Reproduce the entire listing exactly as written, apart from its pictures.

> [Task inputs]:

+++

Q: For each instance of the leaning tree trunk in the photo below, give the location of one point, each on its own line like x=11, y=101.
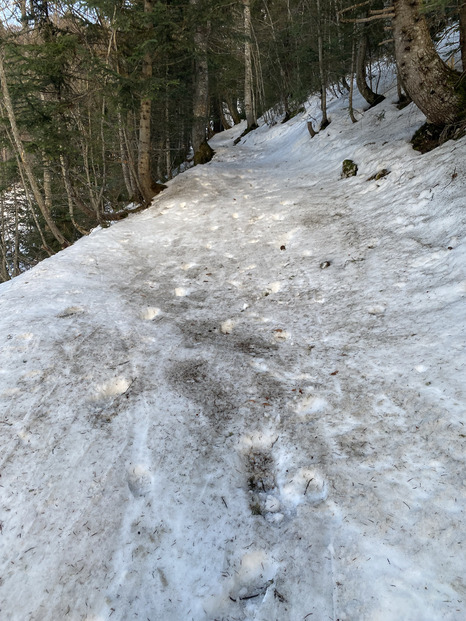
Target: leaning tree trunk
x=25, y=159
x=462, y=15
x=248, y=74
x=361, y=80
x=429, y=82
x=144, y=148
x=201, y=83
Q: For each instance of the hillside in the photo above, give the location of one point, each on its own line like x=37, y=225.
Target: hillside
x=247, y=402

+++

> [Completed task]:
Q: For each instance of the leaning tree trunk in the photo below, give the location of one point, each on its own line like x=11, y=101.
Target: leaning tree trunk
x=25, y=159
x=462, y=15
x=248, y=74
x=361, y=80
x=429, y=82
x=144, y=148
x=201, y=83
Q: For each instance of the hillside in the photo above, give the location of one point, each on its own line like x=37, y=225.
Target: hillside
x=247, y=402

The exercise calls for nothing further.